(Region annotation rows)
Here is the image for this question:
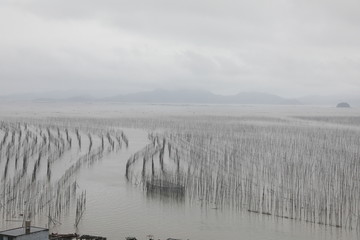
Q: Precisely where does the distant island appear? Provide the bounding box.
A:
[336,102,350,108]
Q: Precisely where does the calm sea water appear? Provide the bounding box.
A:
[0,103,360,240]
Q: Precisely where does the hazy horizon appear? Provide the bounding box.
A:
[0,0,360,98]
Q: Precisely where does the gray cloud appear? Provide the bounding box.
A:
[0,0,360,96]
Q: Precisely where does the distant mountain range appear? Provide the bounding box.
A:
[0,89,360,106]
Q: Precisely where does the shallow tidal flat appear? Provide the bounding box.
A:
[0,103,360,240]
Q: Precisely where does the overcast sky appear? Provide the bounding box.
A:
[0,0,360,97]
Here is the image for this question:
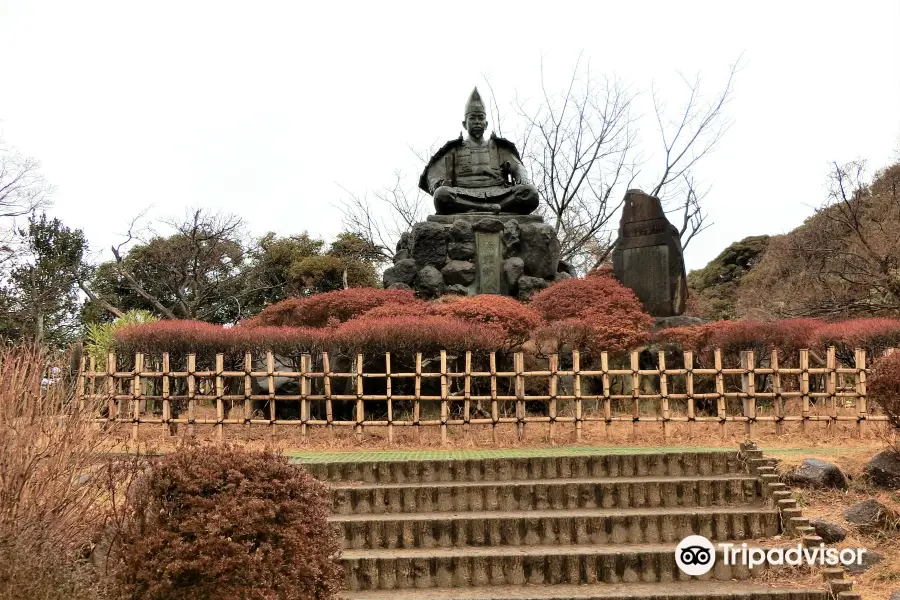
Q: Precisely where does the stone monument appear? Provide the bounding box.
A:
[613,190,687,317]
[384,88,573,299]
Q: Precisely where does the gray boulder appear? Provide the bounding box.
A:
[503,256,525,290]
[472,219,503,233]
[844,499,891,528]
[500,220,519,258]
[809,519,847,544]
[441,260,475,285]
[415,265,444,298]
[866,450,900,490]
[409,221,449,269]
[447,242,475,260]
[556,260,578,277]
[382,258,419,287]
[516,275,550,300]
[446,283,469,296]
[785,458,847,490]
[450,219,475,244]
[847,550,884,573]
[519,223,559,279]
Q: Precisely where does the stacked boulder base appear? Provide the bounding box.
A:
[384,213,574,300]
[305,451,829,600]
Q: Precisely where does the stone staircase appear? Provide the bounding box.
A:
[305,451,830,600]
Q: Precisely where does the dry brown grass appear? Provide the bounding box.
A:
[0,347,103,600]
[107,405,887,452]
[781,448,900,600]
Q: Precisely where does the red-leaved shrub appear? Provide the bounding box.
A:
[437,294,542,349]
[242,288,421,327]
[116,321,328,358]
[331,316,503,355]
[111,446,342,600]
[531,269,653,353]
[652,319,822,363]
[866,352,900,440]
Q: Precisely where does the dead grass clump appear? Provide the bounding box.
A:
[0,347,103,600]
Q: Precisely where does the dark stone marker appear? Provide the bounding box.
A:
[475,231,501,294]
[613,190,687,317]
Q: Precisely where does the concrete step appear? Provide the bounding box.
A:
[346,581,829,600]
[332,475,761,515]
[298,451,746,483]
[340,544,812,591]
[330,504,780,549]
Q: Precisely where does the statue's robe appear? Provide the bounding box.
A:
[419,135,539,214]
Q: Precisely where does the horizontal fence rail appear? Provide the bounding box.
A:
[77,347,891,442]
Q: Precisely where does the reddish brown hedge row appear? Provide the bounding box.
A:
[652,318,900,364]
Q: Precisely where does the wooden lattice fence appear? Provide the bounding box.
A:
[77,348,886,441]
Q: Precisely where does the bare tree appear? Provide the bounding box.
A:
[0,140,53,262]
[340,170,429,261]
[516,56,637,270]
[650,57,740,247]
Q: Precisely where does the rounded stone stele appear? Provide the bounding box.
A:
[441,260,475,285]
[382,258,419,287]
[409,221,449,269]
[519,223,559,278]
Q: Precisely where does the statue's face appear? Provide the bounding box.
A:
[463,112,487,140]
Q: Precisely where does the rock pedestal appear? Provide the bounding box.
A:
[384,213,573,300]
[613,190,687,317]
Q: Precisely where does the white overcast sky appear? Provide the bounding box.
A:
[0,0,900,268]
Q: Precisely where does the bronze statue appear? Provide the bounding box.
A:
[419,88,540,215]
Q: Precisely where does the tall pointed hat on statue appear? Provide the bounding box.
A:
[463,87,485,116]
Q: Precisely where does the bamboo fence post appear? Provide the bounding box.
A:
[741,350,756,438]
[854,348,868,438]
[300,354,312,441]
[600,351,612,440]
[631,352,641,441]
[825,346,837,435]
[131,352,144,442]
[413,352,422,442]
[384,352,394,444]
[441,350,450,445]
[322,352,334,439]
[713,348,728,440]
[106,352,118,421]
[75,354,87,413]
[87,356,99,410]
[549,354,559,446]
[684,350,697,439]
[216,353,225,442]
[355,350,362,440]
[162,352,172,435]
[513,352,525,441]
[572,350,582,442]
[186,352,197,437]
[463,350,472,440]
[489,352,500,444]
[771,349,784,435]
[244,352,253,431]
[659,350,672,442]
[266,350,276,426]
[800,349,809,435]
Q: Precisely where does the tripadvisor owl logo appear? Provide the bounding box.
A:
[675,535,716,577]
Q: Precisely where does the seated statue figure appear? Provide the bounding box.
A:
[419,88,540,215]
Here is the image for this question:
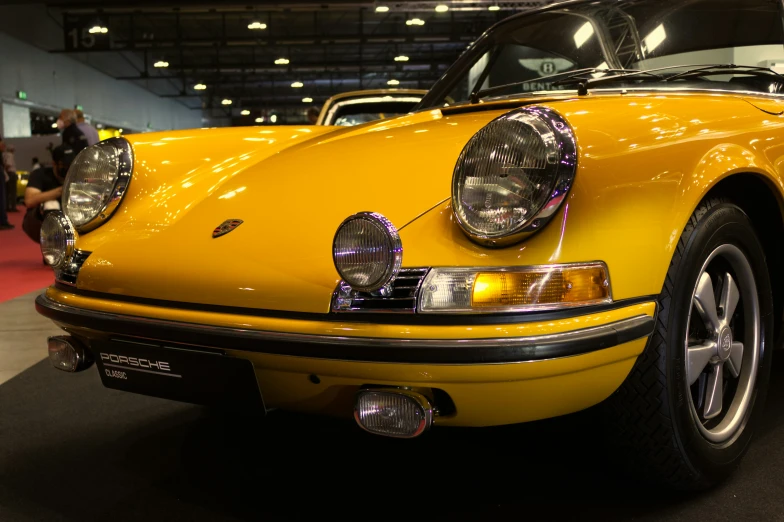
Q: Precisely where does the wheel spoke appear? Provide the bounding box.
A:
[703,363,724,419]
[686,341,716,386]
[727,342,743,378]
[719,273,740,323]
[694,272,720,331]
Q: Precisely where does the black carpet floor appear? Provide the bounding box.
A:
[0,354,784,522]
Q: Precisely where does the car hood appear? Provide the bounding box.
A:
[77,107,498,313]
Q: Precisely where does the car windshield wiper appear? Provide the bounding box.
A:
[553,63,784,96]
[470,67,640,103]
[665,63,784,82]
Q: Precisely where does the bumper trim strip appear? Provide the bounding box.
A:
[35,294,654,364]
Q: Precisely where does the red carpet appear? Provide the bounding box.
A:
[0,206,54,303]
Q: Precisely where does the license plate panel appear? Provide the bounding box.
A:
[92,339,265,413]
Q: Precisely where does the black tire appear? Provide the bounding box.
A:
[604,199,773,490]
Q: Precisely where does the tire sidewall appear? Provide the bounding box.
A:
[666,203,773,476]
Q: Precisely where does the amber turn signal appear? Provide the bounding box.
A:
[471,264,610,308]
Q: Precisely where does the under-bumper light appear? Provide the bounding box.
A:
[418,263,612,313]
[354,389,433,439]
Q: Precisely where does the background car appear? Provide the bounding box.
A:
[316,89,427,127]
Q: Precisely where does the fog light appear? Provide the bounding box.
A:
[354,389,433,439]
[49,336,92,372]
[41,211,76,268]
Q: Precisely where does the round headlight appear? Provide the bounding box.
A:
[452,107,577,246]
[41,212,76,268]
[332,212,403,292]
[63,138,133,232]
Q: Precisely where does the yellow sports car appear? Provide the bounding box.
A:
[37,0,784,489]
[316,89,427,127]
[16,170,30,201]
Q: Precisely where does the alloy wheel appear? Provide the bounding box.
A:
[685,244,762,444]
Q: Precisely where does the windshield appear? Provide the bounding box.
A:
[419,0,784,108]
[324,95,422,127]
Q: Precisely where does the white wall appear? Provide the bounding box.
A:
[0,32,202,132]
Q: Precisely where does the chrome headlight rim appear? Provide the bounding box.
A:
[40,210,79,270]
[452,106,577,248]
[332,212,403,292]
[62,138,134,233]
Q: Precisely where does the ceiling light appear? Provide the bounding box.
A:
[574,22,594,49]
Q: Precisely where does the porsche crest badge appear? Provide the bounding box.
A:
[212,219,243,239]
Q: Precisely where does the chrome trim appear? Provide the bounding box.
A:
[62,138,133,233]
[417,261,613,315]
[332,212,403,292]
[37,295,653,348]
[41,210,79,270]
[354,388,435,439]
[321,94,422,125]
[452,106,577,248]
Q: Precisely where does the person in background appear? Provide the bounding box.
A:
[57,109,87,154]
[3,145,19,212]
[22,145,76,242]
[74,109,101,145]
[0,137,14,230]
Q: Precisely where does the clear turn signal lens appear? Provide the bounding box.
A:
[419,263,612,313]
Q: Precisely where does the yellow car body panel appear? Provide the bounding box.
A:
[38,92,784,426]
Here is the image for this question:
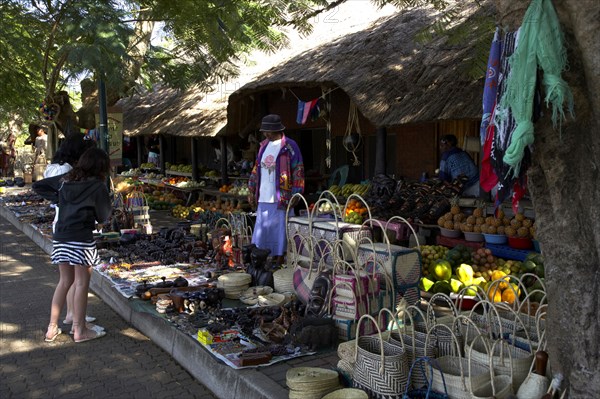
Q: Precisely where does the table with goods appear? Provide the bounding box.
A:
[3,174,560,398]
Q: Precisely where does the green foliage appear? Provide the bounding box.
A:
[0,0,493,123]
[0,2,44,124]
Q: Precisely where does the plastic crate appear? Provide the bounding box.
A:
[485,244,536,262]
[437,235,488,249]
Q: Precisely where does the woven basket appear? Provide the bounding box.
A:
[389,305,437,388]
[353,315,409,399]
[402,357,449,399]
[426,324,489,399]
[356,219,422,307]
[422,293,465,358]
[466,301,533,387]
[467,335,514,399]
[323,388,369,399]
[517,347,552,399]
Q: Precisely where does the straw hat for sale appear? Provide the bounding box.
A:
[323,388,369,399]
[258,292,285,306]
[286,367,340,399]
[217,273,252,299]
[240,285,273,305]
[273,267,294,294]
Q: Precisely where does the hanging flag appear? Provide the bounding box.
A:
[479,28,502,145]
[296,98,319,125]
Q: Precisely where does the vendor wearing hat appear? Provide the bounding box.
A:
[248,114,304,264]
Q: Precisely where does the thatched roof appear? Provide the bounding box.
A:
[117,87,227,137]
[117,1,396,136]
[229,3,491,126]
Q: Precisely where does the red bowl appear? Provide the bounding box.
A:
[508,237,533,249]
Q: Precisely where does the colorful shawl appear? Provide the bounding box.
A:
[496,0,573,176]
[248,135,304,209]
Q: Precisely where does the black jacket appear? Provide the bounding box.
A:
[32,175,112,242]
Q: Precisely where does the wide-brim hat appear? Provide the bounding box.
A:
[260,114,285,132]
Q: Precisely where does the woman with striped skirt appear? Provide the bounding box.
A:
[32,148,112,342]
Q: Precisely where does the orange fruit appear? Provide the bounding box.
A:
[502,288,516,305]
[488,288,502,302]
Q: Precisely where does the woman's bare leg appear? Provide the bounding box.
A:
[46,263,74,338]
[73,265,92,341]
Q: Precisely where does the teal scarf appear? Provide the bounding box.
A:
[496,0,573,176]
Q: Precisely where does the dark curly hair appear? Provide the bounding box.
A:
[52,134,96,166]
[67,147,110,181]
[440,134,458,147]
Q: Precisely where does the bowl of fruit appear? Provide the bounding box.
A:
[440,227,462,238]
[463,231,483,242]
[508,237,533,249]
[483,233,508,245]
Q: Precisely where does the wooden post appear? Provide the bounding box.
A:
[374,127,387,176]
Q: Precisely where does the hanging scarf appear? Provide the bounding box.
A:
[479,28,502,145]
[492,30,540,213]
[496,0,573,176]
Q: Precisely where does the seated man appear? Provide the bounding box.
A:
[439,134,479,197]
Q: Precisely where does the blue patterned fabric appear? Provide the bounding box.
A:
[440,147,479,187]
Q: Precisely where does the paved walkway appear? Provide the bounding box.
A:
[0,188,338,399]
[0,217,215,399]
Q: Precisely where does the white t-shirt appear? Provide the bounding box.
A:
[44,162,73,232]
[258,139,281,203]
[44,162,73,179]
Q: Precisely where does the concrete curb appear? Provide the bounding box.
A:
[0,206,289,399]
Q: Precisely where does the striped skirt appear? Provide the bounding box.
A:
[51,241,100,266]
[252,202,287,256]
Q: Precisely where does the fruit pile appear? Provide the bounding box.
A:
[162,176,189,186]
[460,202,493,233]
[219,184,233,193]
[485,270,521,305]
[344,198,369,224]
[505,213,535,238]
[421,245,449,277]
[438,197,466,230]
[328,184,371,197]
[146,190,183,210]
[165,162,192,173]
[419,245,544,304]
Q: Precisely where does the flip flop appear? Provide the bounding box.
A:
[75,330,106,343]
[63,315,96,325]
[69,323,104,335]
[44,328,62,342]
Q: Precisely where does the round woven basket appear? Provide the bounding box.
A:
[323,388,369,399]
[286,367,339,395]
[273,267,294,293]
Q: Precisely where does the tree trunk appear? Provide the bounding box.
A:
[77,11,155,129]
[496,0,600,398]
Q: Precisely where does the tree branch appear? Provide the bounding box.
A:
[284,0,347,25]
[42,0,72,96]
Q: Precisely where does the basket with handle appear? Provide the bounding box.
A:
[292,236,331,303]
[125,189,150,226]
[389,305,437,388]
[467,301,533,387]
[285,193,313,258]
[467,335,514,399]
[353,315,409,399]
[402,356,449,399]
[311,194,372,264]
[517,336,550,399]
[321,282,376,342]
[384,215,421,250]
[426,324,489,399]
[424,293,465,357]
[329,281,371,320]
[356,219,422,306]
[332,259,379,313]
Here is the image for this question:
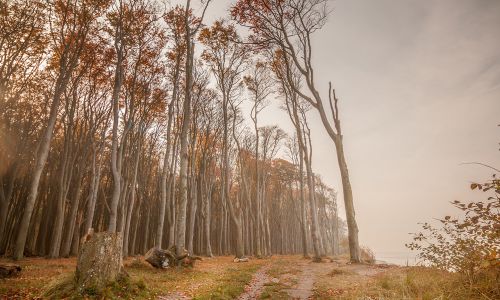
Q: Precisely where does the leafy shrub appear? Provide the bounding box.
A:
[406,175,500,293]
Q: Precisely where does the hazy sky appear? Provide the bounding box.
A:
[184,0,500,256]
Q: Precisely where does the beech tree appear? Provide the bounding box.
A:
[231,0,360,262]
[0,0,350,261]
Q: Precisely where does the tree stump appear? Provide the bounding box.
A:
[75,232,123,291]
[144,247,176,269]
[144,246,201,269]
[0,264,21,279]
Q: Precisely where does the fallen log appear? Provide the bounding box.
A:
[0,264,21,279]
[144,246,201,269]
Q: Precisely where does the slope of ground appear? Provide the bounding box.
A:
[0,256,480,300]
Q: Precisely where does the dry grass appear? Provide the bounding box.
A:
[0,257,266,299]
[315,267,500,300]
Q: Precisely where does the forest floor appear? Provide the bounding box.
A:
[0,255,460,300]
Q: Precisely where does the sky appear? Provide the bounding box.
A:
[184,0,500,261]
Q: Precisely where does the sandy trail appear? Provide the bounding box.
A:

*CHALLENGE*. Can you copy out the rows word for word, from the very start through the line containing "[384,88,573,299]", both ends included, and omit the pictures?

*PROBLEM SOLUTION*.
Here is the image for this question:
Q: Precisely where does the distant island appear? Provide the bounding box.
A:
[336,102,350,108]
Q: Precisely where does the calm sea water appear? Provide the bounding box.
A:
[0,103,360,240]
Q: Precisely where does the hazy horizon appear? Provide the bounding box.
A:
[0,0,360,98]
Q: Precisely where does the gray cloud appear? Provide the bounding box.
A:
[0,0,360,96]
Q: Precisely where does the distant mountain range appear? Provide the bounding box.
A:
[0,89,360,106]
Q: Precisely where does the shallow tidal flat appear? Provide the bounding box.
A:
[0,103,360,240]
Q: Precisely where does the overcast sky appear? Provide the bounding box.
A:
[0,0,360,97]
Here is the image for this question:
Q: Precisely where does the stone monument appear? Provide the bounding box.
A:
[613,190,687,317]
[384,88,573,299]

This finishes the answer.